# [Exercise requirements]
Start to finish, print the data below exactly, without the images.

# [Source records]
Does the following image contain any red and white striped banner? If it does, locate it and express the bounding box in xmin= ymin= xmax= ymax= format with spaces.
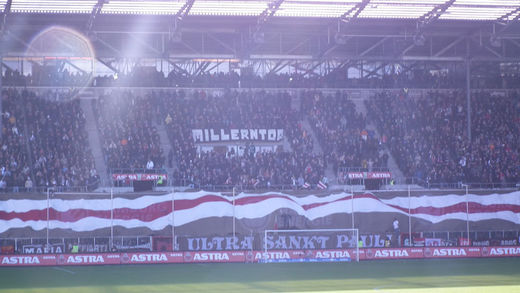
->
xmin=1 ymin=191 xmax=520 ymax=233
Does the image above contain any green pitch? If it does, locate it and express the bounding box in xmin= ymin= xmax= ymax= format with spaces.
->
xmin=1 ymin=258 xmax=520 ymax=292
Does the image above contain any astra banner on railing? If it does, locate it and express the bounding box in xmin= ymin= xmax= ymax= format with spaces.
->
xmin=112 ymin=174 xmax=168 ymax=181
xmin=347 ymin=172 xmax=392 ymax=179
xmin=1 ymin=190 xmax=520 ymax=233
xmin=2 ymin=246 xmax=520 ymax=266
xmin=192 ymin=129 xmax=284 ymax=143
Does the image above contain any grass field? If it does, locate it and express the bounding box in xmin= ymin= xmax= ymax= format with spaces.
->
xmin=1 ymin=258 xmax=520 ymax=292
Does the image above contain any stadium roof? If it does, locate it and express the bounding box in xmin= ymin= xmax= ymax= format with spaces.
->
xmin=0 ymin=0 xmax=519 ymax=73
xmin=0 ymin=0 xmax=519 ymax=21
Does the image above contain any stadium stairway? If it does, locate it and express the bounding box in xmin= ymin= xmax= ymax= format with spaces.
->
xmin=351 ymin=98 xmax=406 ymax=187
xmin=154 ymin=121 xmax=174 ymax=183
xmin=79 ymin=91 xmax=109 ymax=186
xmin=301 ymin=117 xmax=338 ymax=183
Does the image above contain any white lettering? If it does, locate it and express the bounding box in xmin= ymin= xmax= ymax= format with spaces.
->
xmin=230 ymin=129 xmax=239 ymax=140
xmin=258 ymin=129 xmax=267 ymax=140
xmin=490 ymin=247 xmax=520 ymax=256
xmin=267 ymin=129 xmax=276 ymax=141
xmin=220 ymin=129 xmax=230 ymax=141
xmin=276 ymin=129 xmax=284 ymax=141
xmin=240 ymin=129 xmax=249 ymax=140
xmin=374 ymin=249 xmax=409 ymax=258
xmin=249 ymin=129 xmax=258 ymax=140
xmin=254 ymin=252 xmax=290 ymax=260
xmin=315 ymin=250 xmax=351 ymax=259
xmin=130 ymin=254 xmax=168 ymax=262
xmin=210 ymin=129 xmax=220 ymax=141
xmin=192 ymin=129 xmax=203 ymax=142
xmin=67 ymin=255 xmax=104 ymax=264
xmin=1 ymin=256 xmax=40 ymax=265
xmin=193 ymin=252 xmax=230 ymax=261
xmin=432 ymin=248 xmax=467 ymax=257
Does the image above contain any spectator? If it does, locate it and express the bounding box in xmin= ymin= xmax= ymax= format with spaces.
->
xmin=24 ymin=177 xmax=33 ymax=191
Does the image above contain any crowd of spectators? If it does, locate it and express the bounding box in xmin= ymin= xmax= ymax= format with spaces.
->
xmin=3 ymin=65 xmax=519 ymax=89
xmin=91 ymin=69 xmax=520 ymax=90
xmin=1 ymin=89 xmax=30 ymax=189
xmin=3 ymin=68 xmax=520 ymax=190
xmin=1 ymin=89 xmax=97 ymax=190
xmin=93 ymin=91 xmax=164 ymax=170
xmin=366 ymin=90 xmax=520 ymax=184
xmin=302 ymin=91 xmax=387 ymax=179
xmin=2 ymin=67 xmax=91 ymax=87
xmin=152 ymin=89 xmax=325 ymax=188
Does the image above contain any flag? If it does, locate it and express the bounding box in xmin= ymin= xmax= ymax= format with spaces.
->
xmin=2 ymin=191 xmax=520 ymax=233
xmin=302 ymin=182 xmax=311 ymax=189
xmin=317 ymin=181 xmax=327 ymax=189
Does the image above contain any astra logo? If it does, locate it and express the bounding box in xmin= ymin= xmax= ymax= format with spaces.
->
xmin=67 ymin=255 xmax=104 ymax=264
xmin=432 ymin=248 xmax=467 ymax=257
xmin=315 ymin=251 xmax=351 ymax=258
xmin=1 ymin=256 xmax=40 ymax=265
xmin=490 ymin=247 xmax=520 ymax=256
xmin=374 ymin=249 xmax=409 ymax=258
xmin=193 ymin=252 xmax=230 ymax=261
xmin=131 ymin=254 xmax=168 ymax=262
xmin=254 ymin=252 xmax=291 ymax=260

# [Result below]
Does the following image contain any red and white striped banner? If it does, locate it and express the bounding box in xmin= ymin= xmax= ymax= format with spaces.
->
xmin=1 ymin=191 xmax=520 ymax=233
Does the image above contain any green pitch? If it does, locate it and express the bounding box in xmin= ymin= xmax= ymax= format with spaces.
->
xmin=1 ymin=258 xmax=520 ymax=292
Does the image above contain any astra banner on railing? If it does, locate it and express the bounding box in xmin= ymin= xmax= ymax= format with spaces.
->
xmin=112 ymin=174 xmax=168 ymax=181
xmin=347 ymin=172 xmax=392 ymax=179
xmin=1 ymin=190 xmax=520 ymax=233
xmin=2 ymin=246 xmax=520 ymax=266
xmin=192 ymin=129 xmax=284 ymax=143
Does the image above contain any grass field? If it does, locate it and express the bounding box in xmin= ymin= xmax= ymax= format with spaces.
->
xmin=1 ymin=258 xmax=520 ymax=292
Does the image above contain any stadium roof? If it does, locate it and express the bounding box in xmin= ymin= xmax= ymax= format with spaces.
->
xmin=0 ymin=0 xmax=519 ymax=73
xmin=0 ymin=0 xmax=519 ymax=21
Does the image above contain any stadium stairway? If it does, locate it and express the bounding box in xmin= ymin= xmax= ymax= format with spaces.
->
xmin=351 ymin=98 xmax=406 ymax=187
xmin=154 ymin=121 xmax=174 ymax=183
xmin=79 ymin=91 xmax=109 ymax=186
xmin=301 ymin=117 xmax=338 ymax=183
Does the image above contain any white lettering? If it does, locate it and express the bounding box in xmin= ymin= xmax= ymax= format with spaces.
->
xmin=230 ymin=129 xmax=239 ymax=140
xmin=258 ymin=129 xmax=267 ymax=140
xmin=490 ymin=247 xmax=520 ymax=256
xmin=267 ymin=129 xmax=276 ymax=141
xmin=220 ymin=129 xmax=230 ymax=141
xmin=276 ymin=129 xmax=284 ymax=141
xmin=240 ymin=129 xmax=249 ymax=140
xmin=374 ymin=249 xmax=409 ymax=258
xmin=249 ymin=129 xmax=258 ymax=140
xmin=254 ymin=252 xmax=290 ymax=260
xmin=315 ymin=250 xmax=351 ymax=259
xmin=130 ymin=254 xmax=168 ymax=262
xmin=210 ymin=129 xmax=220 ymax=141
xmin=192 ymin=129 xmax=203 ymax=142
xmin=67 ymin=255 xmax=104 ymax=264
xmin=1 ymin=256 xmax=40 ymax=265
xmin=193 ymin=252 xmax=230 ymax=261
xmin=432 ymin=248 xmax=467 ymax=257
Does the image above contain any spectator? If it does, locate it and express the bounding box in xmin= ymin= xmax= ymax= format with spaces.
->
xmin=24 ymin=177 xmax=33 ymax=191
Does the image above contain any crowd of spectators? If it does, locate it and express the bounding box in xmin= ymin= xmax= ymax= format with spaces.
->
xmin=3 ymin=65 xmax=519 ymax=89
xmin=91 ymin=69 xmax=520 ymax=90
xmin=1 ymin=89 xmax=30 ymax=189
xmin=3 ymin=68 xmax=520 ymax=190
xmin=1 ymin=89 xmax=97 ymax=190
xmin=93 ymin=91 xmax=164 ymax=170
xmin=366 ymin=90 xmax=520 ymax=184
xmin=302 ymin=91 xmax=387 ymax=179
xmin=2 ymin=67 xmax=91 ymax=87
xmin=152 ymin=89 xmax=325 ymax=188
Does the image above contain any flag? If it does, locate it and express the bounding box in xmin= ymin= xmax= ymax= format with spaces.
->
xmin=2 ymin=191 xmax=520 ymax=233
xmin=302 ymin=182 xmax=311 ymax=189
xmin=317 ymin=181 xmax=327 ymax=189
Does the image above contain any astra logo? If it does, locate it and express the bounding box in xmin= ymin= xmax= ymax= format with spaces.
->
xmin=67 ymin=255 xmax=104 ymax=264
xmin=432 ymin=248 xmax=467 ymax=257
xmin=315 ymin=251 xmax=351 ymax=258
xmin=1 ymin=256 xmax=40 ymax=265
xmin=490 ymin=247 xmax=520 ymax=256
xmin=374 ymin=249 xmax=409 ymax=258
xmin=193 ymin=252 xmax=230 ymax=261
xmin=131 ymin=254 xmax=168 ymax=262
xmin=254 ymin=252 xmax=291 ymax=260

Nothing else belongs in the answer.